#### Entries shown ####
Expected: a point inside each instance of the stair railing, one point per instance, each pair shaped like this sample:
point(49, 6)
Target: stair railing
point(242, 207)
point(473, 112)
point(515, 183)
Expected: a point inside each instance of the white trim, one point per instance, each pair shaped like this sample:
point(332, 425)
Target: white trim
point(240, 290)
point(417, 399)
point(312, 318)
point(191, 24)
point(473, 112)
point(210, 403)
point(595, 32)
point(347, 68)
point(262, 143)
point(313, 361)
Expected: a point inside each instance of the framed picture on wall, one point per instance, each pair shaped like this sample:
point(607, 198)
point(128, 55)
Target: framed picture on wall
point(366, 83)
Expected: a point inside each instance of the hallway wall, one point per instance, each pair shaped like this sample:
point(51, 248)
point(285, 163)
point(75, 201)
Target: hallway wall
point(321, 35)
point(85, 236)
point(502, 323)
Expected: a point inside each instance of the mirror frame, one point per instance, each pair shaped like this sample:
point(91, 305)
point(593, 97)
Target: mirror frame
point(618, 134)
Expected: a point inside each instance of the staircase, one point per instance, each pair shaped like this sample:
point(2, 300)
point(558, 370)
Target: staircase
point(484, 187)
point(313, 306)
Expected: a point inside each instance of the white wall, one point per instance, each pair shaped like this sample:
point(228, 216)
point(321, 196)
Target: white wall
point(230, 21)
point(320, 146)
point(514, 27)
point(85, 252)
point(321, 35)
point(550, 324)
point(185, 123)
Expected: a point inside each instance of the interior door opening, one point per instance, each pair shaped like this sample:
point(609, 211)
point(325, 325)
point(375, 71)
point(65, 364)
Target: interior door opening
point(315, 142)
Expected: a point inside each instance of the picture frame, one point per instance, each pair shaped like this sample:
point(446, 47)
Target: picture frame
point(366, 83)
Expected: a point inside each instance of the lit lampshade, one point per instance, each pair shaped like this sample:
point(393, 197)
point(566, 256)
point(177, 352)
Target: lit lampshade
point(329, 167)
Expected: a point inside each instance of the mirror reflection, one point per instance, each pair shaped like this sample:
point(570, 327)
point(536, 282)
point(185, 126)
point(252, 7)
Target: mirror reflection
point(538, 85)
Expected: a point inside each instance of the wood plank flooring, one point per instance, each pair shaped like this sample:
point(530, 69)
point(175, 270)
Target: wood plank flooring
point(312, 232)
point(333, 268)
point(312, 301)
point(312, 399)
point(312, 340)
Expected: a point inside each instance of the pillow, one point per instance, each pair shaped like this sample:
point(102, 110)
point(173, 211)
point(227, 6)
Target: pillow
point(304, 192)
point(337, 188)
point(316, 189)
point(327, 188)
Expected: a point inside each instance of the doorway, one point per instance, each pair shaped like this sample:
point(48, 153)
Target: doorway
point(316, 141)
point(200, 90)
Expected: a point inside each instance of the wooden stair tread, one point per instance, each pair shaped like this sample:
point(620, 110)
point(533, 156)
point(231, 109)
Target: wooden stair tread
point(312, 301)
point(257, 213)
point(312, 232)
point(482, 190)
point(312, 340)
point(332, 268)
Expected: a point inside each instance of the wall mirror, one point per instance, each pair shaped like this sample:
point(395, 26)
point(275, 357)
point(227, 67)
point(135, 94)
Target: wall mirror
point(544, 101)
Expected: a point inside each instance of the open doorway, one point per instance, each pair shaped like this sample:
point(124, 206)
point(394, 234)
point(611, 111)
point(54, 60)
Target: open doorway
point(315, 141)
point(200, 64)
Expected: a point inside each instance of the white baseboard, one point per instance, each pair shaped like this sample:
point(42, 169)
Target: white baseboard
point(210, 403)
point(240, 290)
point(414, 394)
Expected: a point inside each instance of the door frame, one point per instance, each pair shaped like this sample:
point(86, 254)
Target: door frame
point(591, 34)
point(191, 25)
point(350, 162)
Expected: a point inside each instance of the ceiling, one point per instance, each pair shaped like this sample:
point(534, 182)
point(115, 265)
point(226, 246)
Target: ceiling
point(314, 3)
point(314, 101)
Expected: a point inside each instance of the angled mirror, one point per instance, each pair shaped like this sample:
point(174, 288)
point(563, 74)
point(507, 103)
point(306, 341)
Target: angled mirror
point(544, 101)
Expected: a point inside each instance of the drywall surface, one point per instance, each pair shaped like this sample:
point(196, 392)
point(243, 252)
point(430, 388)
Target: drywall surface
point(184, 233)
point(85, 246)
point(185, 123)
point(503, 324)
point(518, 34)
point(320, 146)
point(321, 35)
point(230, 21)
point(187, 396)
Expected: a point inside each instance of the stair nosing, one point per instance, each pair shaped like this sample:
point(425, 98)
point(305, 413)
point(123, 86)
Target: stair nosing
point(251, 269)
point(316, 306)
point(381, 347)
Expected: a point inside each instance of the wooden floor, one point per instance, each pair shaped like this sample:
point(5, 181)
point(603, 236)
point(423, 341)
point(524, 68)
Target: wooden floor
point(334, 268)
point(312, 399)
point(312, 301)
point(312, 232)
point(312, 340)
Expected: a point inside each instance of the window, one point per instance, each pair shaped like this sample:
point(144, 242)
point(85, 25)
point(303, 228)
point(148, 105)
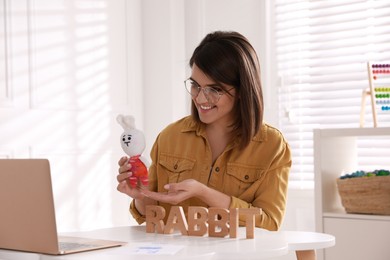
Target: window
point(322, 49)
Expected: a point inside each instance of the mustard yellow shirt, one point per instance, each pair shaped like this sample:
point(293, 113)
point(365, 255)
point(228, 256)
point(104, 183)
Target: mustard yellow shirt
point(256, 176)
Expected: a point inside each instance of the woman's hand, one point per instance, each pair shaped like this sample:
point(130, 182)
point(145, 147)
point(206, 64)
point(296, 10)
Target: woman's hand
point(178, 192)
point(122, 177)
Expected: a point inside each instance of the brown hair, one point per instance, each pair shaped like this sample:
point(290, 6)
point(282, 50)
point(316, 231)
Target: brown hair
point(229, 58)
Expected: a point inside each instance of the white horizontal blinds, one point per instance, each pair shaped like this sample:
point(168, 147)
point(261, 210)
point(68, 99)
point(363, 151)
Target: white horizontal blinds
point(322, 50)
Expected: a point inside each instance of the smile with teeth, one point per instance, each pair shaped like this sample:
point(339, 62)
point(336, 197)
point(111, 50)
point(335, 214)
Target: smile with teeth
point(206, 107)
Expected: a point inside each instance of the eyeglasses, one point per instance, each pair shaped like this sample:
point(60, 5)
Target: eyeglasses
point(212, 94)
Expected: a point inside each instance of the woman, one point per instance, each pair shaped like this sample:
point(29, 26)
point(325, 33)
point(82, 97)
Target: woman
point(223, 155)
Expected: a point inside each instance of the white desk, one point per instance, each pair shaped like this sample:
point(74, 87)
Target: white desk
point(265, 245)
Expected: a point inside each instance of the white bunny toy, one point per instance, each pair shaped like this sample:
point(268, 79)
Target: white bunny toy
point(133, 144)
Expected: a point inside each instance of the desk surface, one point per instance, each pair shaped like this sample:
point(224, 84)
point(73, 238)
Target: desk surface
point(142, 245)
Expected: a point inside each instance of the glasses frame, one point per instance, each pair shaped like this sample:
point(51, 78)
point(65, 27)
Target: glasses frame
point(207, 91)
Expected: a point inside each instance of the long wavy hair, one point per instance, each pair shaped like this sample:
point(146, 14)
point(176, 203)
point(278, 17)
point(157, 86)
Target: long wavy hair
point(228, 57)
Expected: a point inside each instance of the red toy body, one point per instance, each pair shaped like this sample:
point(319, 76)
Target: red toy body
point(139, 172)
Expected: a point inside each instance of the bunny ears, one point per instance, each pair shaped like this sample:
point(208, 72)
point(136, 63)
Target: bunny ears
point(127, 122)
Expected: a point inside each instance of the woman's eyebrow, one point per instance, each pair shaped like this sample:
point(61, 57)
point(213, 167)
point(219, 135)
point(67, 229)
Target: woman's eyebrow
point(208, 85)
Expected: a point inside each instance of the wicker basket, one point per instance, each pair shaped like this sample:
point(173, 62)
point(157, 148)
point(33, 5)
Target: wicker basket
point(367, 195)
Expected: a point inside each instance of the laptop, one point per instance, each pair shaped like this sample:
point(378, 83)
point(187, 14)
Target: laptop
point(27, 213)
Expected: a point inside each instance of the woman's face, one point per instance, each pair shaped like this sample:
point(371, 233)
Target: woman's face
point(220, 113)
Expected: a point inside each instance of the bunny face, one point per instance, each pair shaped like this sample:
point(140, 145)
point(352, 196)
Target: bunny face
point(132, 142)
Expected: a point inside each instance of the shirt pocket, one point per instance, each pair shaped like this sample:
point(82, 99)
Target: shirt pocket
point(241, 177)
point(176, 168)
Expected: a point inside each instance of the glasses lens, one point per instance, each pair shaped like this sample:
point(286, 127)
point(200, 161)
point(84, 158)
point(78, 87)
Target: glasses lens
point(192, 87)
point(211, 94)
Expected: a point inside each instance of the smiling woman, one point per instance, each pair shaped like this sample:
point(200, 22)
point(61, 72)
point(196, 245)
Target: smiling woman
point(223, 155)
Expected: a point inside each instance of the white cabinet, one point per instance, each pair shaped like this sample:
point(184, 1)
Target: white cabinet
point(358, 236)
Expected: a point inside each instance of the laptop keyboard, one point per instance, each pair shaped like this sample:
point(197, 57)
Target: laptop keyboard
point(70, 246)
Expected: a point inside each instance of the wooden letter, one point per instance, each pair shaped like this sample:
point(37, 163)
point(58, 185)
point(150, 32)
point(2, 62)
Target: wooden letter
point(154, 219)
point(233, 222)
point(197, 221)
point(176, 220)
point(218, 219)
point(250, 220)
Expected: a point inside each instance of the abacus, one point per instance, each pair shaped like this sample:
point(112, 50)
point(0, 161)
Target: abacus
point(379, 90)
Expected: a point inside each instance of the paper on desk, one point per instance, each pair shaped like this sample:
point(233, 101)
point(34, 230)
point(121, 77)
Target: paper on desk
point(148, 249)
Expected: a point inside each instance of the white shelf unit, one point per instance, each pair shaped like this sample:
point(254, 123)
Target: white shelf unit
point(358, 236)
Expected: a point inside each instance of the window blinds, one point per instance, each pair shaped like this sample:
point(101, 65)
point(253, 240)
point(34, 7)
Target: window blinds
point(322, 49)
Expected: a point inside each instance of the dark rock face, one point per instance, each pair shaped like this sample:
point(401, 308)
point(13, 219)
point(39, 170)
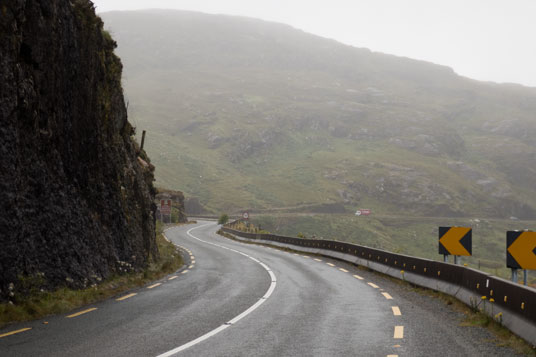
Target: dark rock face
point(75, 203)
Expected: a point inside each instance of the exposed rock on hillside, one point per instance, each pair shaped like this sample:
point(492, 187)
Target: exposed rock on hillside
point(75, 203)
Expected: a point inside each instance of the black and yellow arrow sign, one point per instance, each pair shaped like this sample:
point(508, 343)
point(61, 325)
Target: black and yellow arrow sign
point(455, 241)
point(521, 250)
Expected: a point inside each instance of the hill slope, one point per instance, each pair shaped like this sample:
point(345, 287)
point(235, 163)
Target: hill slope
point(246, 113)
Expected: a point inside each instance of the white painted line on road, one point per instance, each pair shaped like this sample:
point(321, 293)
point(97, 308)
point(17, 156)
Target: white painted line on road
point(126, 297)
point(237, 318)
point(81, 313)
point(15, 332)
point(399, 332)
point(387, 296)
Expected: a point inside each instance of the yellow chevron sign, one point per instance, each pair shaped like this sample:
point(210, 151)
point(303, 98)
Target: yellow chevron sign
point(455, 241)
point(521, 250)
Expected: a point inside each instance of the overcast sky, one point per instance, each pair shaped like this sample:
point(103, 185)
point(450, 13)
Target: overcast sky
point(491, 40)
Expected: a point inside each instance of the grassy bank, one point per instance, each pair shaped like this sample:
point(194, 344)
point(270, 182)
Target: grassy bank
point(42, 303)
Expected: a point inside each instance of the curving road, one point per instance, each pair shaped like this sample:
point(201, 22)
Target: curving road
####
### Activity:
Scan the entries above and copy each line where "curving" occurs.

### Problem solution:
Expected: a point inside each instance of the curving road, one point per instance, each pair shaped like this sample:
Target: curving road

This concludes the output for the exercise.